**Textauszug**:
/---
Die aktuelle Saison aber läuft eher durchwachsen. Am vierten Spieltag verletzte sich Körber am Becken und fiel bis zur Winterpause aus. Anschließend gab VfL-Trainer Daniel Thioune erst einmal seinem Konkurrenten Philipp Kühn den Vorzug. Und obwohl Körber zuletzt mal wieder spielen durfte, war er auch vor der Einstellung des Spielbetriebs in Osnabrück nur noch zweiter Torhüter.

DENNIS JASTRZEMBSKI

Genauso schnell, wie sich Dennis Jastrzembski auf die große Bühne geschossen hat, genauso schnell ist er wieder in der Versenkung verschwunden. Aber immerhin hat der junge Mann aus Herthas Nachwuchs bei der Wahl seines Leihvereins jene Professionalität bewiesen, die ihm in der täglichen Arbeit auf dem Trainingsplatz ein wenig abgegangen ist. Besser als mit dem SC Paderborn hätte Jastrzembski es kaum treffen können.

Nicht nur, weil der Klub und vor allem dessen Trainer Steffen Baumgart ein Händchen für Spieler haben, die ihre Möglichkeiten noch nicht ausgeschöpft haben. Paderborns Spielstil  kommt Jastrzembski durchaus zupass. „Das schnelle Umschalten, das direkte Passspiel, der Zug nach vorne – das sah schon auf dem Bildschirm sehr imponierend aus“, hat er dem „Westfalen-Blatt“ gesagt.

Bevor Jastrzembski sich für anderthalb Jahre dem Bundesligaaufsteiger anschließen durfte, musste er erst noch seinen Vertrag mit Hertha verlängern. So richtig aufgegeben hat der Klub den Offensivspieler, der gerade 20 geworden ist und über eine herausragende Schnelligkeit verfügt, also noch nicht. Dabei ist Jastrzembski vor seinem Wechsel selbst in Herthas U 23 keine Stammkraft mehr gewesen. Im August stand er letztmals in der Startelf.

In Paderborn hat Jastrzembski bei seinen drei Einsätzen schon länger auf dem Platz gestanden (99 Minuten) als bei seinen fünf Bundesligaspielen für Herthas Profis (60 Minuten). „Der Junge passt genau in unser Beuteschema“, sagt Baumgart. „Dennis bringt viel mit. An ein paar Sachen wie Handlungsschnelligkeit oder Präzision in den Flanken arbeiten wir.“

Fünf Spiele, kein Tor. Daishawn Redan bleibt in Groningen vor allem hinter seinen eigenen Erwartungen zurück.
\---
(Unbearbeitete Auflistung)
/---
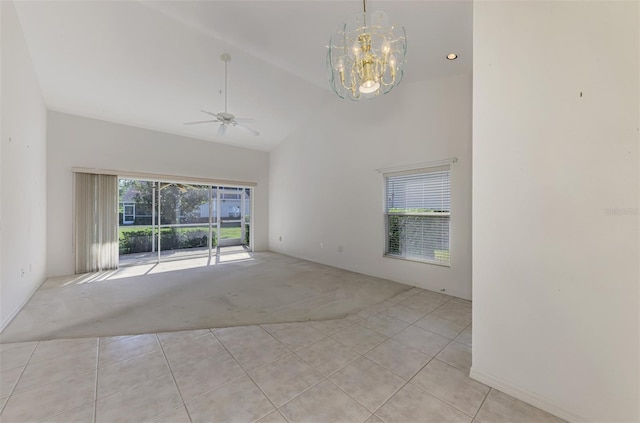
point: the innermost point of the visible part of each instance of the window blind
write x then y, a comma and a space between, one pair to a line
417, 215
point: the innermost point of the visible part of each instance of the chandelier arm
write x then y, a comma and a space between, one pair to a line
387, 84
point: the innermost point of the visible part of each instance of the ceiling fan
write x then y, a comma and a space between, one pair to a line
225, 118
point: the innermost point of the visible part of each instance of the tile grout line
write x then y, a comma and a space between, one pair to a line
174, 381
19, 377
95, 393
405, 384
247, 373
442, 399
481, 404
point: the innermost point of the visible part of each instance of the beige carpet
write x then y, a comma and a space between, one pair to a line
236, 288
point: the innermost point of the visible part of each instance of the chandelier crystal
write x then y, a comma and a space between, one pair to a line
366, 56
\---
**Kurze Aufgabe A**:
Wie viele Minuten stand Jastrzembski laut dem Textauszug bei seinen drei Einsätzen für Paderborn auf dem Platz?
**Kurze Aufgabe B**:
Überführe sämtliche Zeilen der Auflistung in eine Markdown-Tabelle mit den Spalten „Nr“ für die Zeilennummer und „Zeile“ für den Zeileninhalt, wobei Leerzeilen entfallen. Die Bilder sollen in der Antwort nicht vorkommen.

**Schriftliche Antwort A**:
99 Minuten

**Schriftliche Antwort B**:
| Nr | Zeile |
|---|---|
| 1 | point: the innermost point of the visible part of each instance of the window blind |
| 2 | write x then y, a comma and a space between, one pair to a line |
| 3 | 417, 215 |
| 4 | point: the innermost point of the visible part of each instance of the chandelier arm |
| 5 | write x then y, a comma and a space between, one pair to a line |
| 6 | 387, 84 |
| 7 | point: the innermost point of the visible part of each instance of the ceiling fan |
| 8 | write x then y, a comma and a space between, one pair to a line |
| 9 | 225, 118 |
| 10 | point: the innermost point of the visible part of each instance of the tile grout line |
| 11 | write x then y, a comma and a space between, one pair to a line |
| 12 | 174, 381 |
| 13 | 19, 377 |
| 14 | 95, 393 |
| 15 | 405, 384 |
| 16 | 247, 373 |
| 17 | 442, 399 |
| 18 | 481, 404 |
| 19 | point: the innermost point of the visible part of each instance of the beige carpet |
| 20 | write x then y, a comma and a space between, one pair to a line |
| 21 | 236, 288 |
| 22 | point: the innermost point of the visible part of each instance of the chandelier crystal |
| 23 | write x then y, a comma and a space between, one pair to a line |
| 24 | 366, 56 |